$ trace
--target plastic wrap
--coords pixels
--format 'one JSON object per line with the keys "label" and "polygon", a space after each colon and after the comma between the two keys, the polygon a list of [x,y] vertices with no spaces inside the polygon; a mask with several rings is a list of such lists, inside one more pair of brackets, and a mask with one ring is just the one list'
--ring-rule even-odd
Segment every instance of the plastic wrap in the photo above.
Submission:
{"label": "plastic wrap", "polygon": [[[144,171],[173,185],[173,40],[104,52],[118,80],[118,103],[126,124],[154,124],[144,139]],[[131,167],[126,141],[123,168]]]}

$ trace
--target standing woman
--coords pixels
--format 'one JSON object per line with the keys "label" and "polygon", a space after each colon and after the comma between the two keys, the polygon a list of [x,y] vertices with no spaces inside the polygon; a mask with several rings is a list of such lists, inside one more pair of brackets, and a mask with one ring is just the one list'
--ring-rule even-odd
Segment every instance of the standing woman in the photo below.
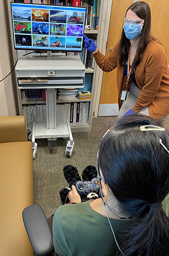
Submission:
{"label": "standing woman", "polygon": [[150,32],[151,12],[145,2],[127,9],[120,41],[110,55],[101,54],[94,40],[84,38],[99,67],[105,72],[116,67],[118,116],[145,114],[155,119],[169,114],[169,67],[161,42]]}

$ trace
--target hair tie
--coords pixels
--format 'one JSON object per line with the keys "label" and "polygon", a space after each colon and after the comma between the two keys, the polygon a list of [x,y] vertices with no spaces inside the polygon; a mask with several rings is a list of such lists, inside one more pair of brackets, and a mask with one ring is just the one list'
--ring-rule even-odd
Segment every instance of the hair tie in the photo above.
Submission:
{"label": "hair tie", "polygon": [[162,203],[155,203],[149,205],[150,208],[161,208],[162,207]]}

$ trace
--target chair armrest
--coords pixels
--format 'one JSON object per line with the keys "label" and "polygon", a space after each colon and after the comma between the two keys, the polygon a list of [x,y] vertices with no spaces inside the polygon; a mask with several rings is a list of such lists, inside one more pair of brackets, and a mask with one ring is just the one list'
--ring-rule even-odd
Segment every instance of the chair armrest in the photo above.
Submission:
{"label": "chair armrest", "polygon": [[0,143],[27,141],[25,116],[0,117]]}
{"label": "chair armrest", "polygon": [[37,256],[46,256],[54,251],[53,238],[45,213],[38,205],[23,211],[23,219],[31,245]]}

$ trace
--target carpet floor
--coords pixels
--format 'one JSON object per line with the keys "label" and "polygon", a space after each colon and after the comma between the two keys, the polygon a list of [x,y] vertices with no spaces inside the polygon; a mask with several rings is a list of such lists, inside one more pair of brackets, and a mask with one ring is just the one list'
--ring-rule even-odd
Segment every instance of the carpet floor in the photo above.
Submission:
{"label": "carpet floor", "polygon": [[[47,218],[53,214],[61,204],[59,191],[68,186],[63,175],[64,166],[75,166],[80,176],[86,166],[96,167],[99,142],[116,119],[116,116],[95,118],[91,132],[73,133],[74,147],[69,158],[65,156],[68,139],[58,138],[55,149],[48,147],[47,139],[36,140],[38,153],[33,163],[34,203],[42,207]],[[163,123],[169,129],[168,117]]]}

________________________________________

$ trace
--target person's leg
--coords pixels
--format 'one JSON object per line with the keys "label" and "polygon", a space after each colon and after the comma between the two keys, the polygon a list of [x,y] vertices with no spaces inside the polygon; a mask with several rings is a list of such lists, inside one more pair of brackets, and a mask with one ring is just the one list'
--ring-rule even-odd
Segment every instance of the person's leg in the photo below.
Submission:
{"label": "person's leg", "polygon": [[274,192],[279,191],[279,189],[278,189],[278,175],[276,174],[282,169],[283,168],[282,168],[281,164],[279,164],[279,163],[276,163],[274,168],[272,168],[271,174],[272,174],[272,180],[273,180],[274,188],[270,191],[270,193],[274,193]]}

________________________________________

◆ **Exercise instructions**
Find every line in the material above that contains the word "carpet", matching case exactly, and copy each of those lines.

◆ **Full output**
--target carpet floor
Segment every instance of the carpet floor in the photo above.
{"label": "carpet floor", "polygon": [[[47,218],[53,214],[61,204],[59,191],[68,186],[63,175],[64,166],[75,166],[80,176],[86,166],[96,167],[99,142],[116,119],[116,116],[95,118],[91,132],[73,133],[74,147],[69,158],[65,156],[68,139],[58,138],[55,149],[48,147],[47,139],[36,140],[38,153],[33,163],[34,203],[42,207]],[[163,123],[169,129],[168,117]]]}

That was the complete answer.